┏━━

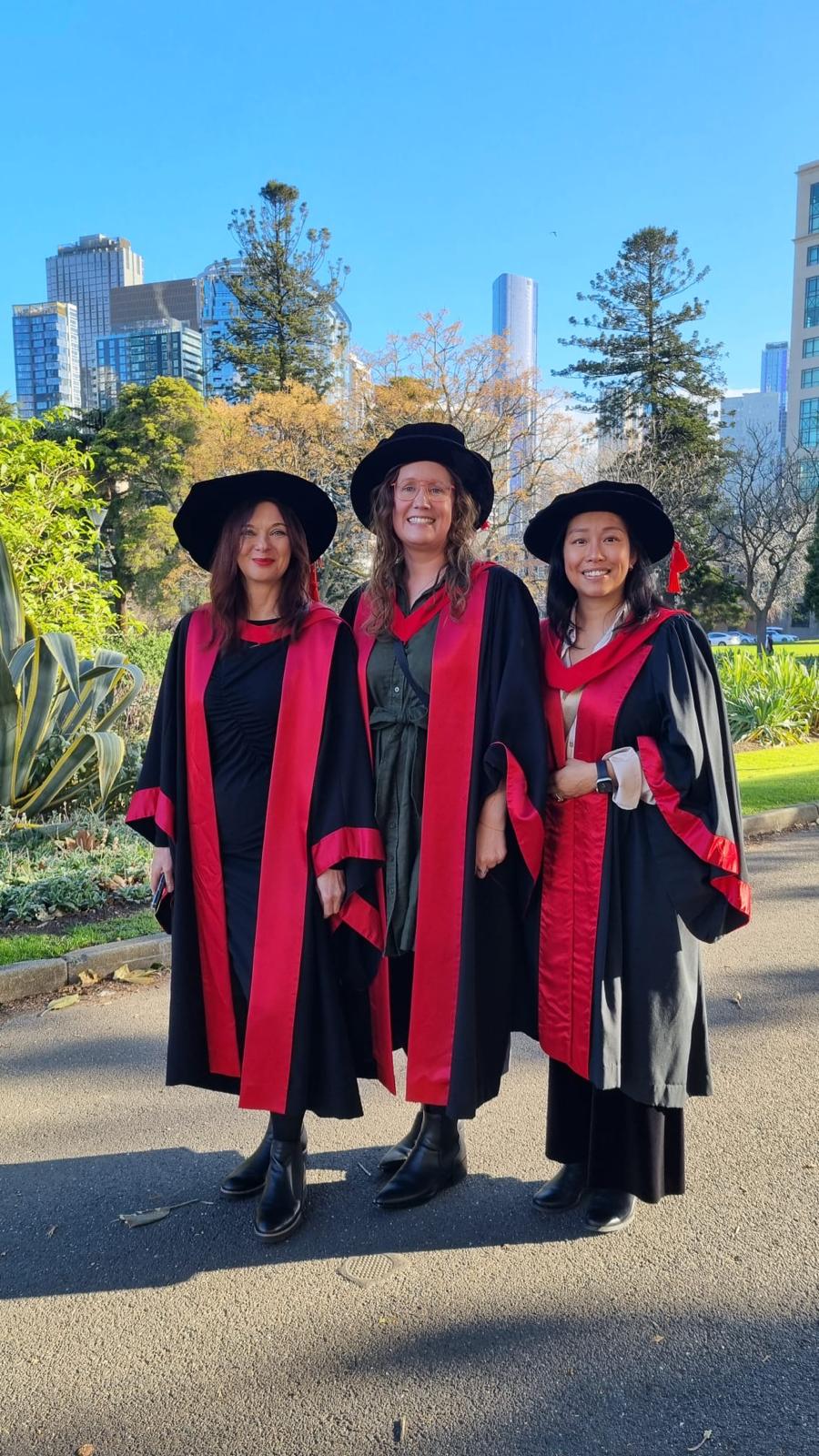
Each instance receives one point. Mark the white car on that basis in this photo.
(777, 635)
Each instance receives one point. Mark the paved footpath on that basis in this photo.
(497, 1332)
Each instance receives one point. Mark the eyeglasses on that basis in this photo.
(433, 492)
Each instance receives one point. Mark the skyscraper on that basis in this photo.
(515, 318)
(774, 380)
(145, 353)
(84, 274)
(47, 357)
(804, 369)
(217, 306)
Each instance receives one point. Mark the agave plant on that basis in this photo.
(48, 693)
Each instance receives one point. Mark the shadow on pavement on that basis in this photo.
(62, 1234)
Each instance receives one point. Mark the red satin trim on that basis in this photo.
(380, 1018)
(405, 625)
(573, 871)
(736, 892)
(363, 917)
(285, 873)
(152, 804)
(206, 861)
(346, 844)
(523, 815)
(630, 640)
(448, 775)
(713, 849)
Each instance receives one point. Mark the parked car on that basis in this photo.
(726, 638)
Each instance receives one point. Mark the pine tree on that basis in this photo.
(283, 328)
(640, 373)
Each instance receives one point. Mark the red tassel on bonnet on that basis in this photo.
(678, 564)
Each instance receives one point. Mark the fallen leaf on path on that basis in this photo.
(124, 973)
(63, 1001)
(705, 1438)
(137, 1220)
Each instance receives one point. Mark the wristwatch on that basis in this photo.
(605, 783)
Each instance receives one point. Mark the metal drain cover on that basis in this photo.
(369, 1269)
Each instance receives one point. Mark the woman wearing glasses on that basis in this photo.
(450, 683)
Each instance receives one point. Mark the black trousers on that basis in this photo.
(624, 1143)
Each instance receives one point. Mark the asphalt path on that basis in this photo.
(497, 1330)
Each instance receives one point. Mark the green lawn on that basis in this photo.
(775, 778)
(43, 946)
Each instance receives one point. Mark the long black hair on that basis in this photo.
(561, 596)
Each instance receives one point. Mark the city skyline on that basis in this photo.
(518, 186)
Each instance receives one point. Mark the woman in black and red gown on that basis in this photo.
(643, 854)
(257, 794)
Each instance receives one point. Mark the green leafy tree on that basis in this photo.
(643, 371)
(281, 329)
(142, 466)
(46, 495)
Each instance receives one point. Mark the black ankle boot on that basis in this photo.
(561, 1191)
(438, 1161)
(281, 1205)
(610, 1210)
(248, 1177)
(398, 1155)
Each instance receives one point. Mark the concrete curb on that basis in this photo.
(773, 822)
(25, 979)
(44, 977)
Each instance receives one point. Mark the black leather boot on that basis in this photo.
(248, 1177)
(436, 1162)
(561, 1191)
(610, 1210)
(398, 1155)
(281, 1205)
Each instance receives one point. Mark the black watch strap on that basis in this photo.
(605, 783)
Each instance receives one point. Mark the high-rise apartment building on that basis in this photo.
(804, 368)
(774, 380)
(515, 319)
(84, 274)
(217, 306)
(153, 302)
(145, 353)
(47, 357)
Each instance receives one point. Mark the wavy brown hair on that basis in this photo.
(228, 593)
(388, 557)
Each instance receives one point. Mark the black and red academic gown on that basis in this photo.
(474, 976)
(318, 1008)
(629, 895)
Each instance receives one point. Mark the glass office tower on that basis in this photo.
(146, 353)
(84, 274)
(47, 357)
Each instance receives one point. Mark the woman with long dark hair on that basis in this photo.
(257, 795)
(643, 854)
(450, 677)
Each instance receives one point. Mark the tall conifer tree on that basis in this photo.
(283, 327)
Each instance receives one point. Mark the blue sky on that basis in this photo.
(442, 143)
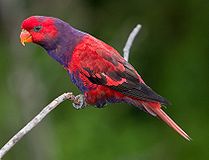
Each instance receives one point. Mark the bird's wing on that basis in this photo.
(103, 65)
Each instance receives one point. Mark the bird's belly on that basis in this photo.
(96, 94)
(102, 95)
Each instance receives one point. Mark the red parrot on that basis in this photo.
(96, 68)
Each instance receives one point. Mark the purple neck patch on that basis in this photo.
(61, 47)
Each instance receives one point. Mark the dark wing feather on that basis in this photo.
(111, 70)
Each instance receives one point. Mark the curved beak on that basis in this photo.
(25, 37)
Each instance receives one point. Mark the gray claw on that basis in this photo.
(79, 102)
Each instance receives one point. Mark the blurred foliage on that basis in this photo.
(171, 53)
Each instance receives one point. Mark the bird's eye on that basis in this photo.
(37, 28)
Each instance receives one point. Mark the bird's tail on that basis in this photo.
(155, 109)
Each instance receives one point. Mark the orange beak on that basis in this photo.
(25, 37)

┗━━

**Your task**
Reproduce only those lines of the entries above that run from the line with "Each instance receives one point. Mark the bird's wing" to the final line.

**Response to this exercise**
Each instance receives one point. Mark the bird's wing on that basis in this photo.
(103, 65)
Each instance receives one point. Mark the bird's belly on that basis in this photo.
(96, 94)
(102, 95)
Each instance receives one point. Mark the red parrot on that basis in this photo.
(96, 68)
Each instance receives one point. Mark the purple neck patch on that basis in this photo.
(61, 47)
Each instance receives one point. Mark the dark wing feather on that basis in this photo.
(111, 70)
Each instance receives one point. Mark the curved beak on that basis in this photo.
(25, 37)
Each instance receives one point. Mark the gray claw on that basis in this photo.
(79, 102)
Each instance receives one point. Mark the blurred foliage on that basis in this photo.
(171, 53)
Each instance receives one point. Mark the bird's eye on that basis in this photo.
(37, 28)
Each instance receives one point. Mark the bird's tail on that basis in this photo.
(155, 109)
Each instance receives one point. Mark the orange beak on that basis in this photo.
(25, 37)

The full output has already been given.